• _原文抜粋_:
****************

厚生労働科学研究費補助金がん対策推進総合研究事業 総合的な思春期・若年成人(AYA)世代のがん対策のあり方に関する研究

15〜39歳の思春期・若年世代のがん患者さんに対しては治療前の不安をはじめ妊孕性温存、
がん治療後の妊娠など一連のサポートが必要となります。
本サイトでは医師、看護師、臨床心理士などさまざまな医療従事者が関わる各県の地域医療連携を紹介しています。

ご挨拶

堀部班の目的は、わが国の思春期、若年成人(AYA)世代のがん医療の実態調査および関連情報の収集を行い、相談支援、緩和ケア、教育支援、就労支援、妊孕性温存、診療体制、療養環境等について、学会・団体と連携して総合的に現状を分析し、この世代の特徴に配慮したがん対策のあるべき姿を具体的に政策提言し、診療・支援のツール開発やガイドラインの作成を行うことです。我々、堀部班JSFP(NPO法人日本がん・生殖医療学会)チーム(生殖小班)はAYA世代の妊孕性温存に関わるがん・生殖の医療連携体制のあり方を検討する班となっています。

****************

• _データ記録_:
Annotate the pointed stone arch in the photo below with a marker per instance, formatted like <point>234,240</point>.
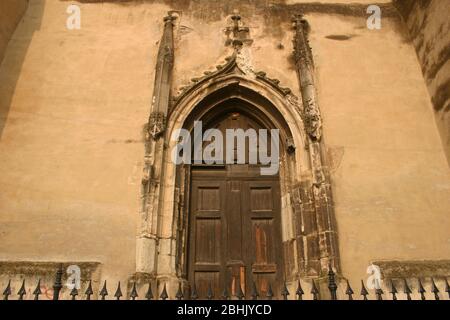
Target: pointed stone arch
<point>308,229</point>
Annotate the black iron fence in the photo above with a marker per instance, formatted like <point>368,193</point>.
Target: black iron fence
<point>238,294</point>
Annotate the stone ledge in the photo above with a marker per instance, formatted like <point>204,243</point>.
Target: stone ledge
<point>392,269</point>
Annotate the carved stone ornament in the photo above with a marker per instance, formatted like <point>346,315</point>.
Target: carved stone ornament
<point>156,124</point>
<point>312,120</point>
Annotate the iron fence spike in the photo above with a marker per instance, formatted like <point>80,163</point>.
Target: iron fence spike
<point>194,293</point>
<point>89,291</point>
<point>421,289</point>
<point>118,293</point>
<point>364,291</point>
<point>299,292</point>
<point>447,288</point>
<point>57,286</point>
<point>393,291</point>
<point>104,291</point>
<point>240,294</point>
<point>210,293</point>
<point>349,291</point>
<point>7,291</point>
<point>74,293</point>
<point>134,293</point>
<point>37,291</point>
<point>269,294</point>
<point>314,291</point>
<point>379,293</point>
<point>285,291</point>
<point>254,293</point>
<point>22,290</point>
<point>332,286</point>
<point>179,295</point>
<point>164,294</point>
<point>434,289</point>
<point>407,289</point>
<point>149,294</point>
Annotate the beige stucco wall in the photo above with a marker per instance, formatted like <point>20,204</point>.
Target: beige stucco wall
<point>11,12</point>
<point>429,29</point>
<point>74,104</point>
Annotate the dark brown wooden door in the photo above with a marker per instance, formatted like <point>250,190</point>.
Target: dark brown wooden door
<point>234,235</point>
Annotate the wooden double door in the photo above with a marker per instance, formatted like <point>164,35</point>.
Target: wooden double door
<point>235,230</point>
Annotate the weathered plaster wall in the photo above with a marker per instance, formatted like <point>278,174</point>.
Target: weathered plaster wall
<point>74,105</point>
<point>11,12</point>
<point>429,28</point>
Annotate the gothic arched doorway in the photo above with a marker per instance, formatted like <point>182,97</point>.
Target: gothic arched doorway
<point>234,233</point>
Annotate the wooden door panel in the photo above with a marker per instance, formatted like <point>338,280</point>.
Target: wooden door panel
<point>207,222</point>
<point>207,241</point>
<point>263,223</point>
<point>204,280</point>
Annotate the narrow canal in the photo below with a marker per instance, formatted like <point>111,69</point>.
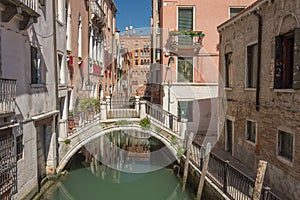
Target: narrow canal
<point>83,181</point>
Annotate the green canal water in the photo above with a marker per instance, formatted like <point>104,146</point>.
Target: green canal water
<point>81,183</point>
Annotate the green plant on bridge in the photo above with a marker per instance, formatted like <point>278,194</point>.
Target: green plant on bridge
<point>174,140</point>
<point>180,151</point>
<point>89,104</point>
<point>123,122</point>
<point>67,141</point>
<point>145,122</point>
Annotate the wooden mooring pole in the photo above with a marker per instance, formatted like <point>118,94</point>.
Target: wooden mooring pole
<point>261,170</point>
<point>204,171</point>
<point>187,159</point>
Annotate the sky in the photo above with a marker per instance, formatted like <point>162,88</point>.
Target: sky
<point>134,13</point>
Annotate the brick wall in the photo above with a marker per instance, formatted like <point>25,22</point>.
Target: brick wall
<point>279,109</point>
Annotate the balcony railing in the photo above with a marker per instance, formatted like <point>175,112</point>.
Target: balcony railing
<point>28,6</point>
<point>98,14</point>
<point>32,4</point>
<point>185,40</point>
<point>7,95</point>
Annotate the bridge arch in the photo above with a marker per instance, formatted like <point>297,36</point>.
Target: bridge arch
<point>80,142</point>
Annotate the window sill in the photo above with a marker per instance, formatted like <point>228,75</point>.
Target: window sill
<point>285,161</point>
<point>250,89</point>
<point>60,22</point>
<point>37,85</point>
<point>251,143</point>
<point>285,90</point>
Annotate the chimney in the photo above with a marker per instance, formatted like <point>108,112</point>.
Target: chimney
<point>130,27</point>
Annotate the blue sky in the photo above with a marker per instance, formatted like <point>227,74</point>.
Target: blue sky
<point>133,12</point>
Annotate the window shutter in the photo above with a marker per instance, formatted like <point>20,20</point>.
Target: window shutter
<point>42,2</point>
<point>296,69</point>
<point>33,65</point>
<point>278,68</point>
<point>185,19</point>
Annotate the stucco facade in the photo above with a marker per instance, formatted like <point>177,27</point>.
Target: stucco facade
<point>271,106</point>
<point>28,56</point>
<point>189,63</point>
<point>138,45</point>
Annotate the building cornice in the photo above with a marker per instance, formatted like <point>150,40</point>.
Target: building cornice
<point>255,6</point>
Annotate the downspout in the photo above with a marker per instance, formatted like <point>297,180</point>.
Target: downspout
<point>55,77</point>
<point>259,38</point>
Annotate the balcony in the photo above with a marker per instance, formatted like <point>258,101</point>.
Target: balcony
<point>185,40</point>
<point>98,15</point>
<point>7,95</point>
<point>25,10</point>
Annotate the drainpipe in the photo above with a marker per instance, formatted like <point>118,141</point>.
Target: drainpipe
<point>259,38</point>
<point>56,78</point>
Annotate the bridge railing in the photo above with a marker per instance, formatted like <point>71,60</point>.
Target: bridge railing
<point>81,119</point>
<point>122,109</point>
<point>165,118</point>
<point>230,180</point>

****************

• _取り組む課題_:
1. AYA世代がん対策研究の文章によると、堀部班JSFPチーム(生殖小班)は何を検討する班か。
2. AYA世代がん対策研究の文章のうち、「本サイトでは医師、看護師、臨」から「を検討する班となっています。」までを一字も変えずに返せ。
3. AYA世代がん対策研究の文章を、最後の文の後から続けて書き進めよ。

• _課題の回答_:
1. AYA世代の妊孕性温存に関わるがん・生殖の医療連携体制のあり方を検討する班である。

2.
本サイトでは医師、看護師、臨床心理士などさまざまな医療従事者が関わる各県の地域医療連携を紹介しています。

ご挨拶

堀部班の目的は、わが国の思春期、若年成人(AYA)世代のがん医療の実態調査および関連情報の収集を行い、相談支援、緩和ケア、教育支援、就労支援、妊孕性温存、診療体制、療養環境等について、学会・団体と連携して総合的に現状を分析し、この世代の特徴に配慮したがん対策のあるべき姿を具体的に政策提言し、診療・支援のツール開発やガイドラインの作成を行うことです。我々、堀部班JSFP(NPO法人日本がん・生殖医療学会)チーム(生殖小班)はAYA世代の妊孕性温存に関わるがん・生殖の医療連携体制のあり方を検討する班となっています。

3.
がん患者さんの罹患率は近年増加傾向を示していますが、がんに対する集学的治療の進歩や診断方法の改良に伴い、AYA世代のがん患者さんを含めて、多くの患者さんが「がん」を克服できるようになってきています。しかしながら、一部の患者さんではそれらの治療によって原疾患は寛解するものの、医原性の性腺機能の低下が生じ、性腺機能不全や妊孕性消失などを来す可能性があります。近年の生殖医療の飛躍的進歩にも関わらず、これまで妊孕性消失などの生殖機能に伴うQOL低下に対して、十分な対策が講じられてきませんでした。そして、がんサバイバーによっては、がん治療終了後に初めて妊娠が困難であることを知る場合も少なくありませんでした。がんの診断から治療までの短い時間の中で、患者さん本人は「がん」という病気やその治療に対して恐怖と不安の中で理解を深め自己決定しなければならないという、不確実性の中の厳しい現実があります。その様な状況においては、医療従事者はがん治療ならびに生殖医療に関する正確な情報を的確なタイミングで提供する責務があります。そのためには、まずはがん治療医が生殖に関する正確な情報を知り、産婦人科医師との密な連携を構築し、問題点などを共有する場が必要となります。しかしながら、何よりもまずはがん治療を優先すべきである事実を理解しておかなければなりません。
堀部班JSFPチーム(生殖小班)には、本邦で初めてAYA世代がん患者さんの妊孕性温存に関するサポート体制を構築する医療連携ネットワークである岐阜モデル(GPOFs)をはじめとして、既に数年来独自の地域連携ネットワークを展開している岡山県、最近発足した長崎県ならびに滋賀県、近々キックオフ予定の埼玉県の5カ所それぞれ特色のある地域において、がん・生殖医療地域連携ネットワークの構築に携わった者が研究分担者として所属しています。生殖小班は、AYA世代がん患者さんの妊孕性温存が、各地域で完結することができる「がんと生殖に関する医療連携ネットワーク」の構築を最終目標としています。昨年、安倍内閣総理大臣ならびに塩崎厚生労働大臣が提唱した、「がん対策加速化プラン2015」の3つの柱の一つである「がんとの共生」は地域完結型の地域医療の推進を目指しています。ライフステージに合わせたがん対策の検討項目の一つである「生殖機能温存」に関する地域連携ネットワークが構築されることによって、がんと共に生きるAYA世代のがん対策がさらに発展すると考えています。